--- BEGIN Data entries ---

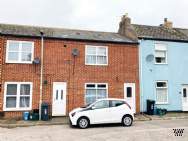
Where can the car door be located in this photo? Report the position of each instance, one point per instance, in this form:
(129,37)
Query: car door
(116,110)
(100,112)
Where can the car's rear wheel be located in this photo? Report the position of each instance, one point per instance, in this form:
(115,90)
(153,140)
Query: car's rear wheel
(83,122)
(127,120)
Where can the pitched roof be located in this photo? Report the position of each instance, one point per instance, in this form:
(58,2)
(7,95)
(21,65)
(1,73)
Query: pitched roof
(161,33)
(22,30)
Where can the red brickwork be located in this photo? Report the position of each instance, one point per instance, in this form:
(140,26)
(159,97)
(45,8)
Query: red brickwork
(59,67)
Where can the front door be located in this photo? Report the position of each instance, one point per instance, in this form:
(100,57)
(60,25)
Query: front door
(129,95)
(59,99)
(185,97)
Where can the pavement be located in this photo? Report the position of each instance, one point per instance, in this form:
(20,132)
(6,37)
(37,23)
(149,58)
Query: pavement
(12,123)
(153,130)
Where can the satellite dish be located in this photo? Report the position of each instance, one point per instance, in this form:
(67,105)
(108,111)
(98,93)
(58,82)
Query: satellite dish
(149,58)
(75,52)
(36,61)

--- END Data entries ---

Every line above should be returned word for word, with the pictures left behind.

- **Solution below**
Where can the car door be located in this photo? Report the position of each instance, one point per instance, in this form:
(129,37)
Query: car door
(116,110)
(100,112)
Where can the car's rear wheel be located in this photo? Report the position of each instance, one point per instance, in this form:
(115,90)
(153,140)
Query: car's rear wheel
(83,122)
(127,120)
Where can the pitched roof be located in this photo? Report the position of each instance, one point per instance, in this form:
(58,2)
(7,95)
(21,65)
(1,73)
Query: pitched roof
(161,33)
(22,30)
Where can the red brickwork be located in this photo? Report the position of each instance, one point per instance, in this form:
(140,26)
(159,97)
(45,8)
Query: red brickwork
(59,67)
Where can the front door be located in this photo? Report the position of each instance, one point per instance, in this form:
(100,57)
(60,25)
Query: front door
(129,95)
(59,99)
(185,97)
Where can the pavement be located in this photo? Report the position of each instance, one point per instance, in this form:
(20,132)
(6,37)
(37,23)
(149,58)
Query: pavement
(12,123)
(153,130)
Where can the satellite dish be located in this photo? Report the position of each instance, one point per instance, in this form:
(67,105)
(108,111)
(98,93)
(58,82)
Query: satellite dish
(149,58)
(75,52)
(36,61)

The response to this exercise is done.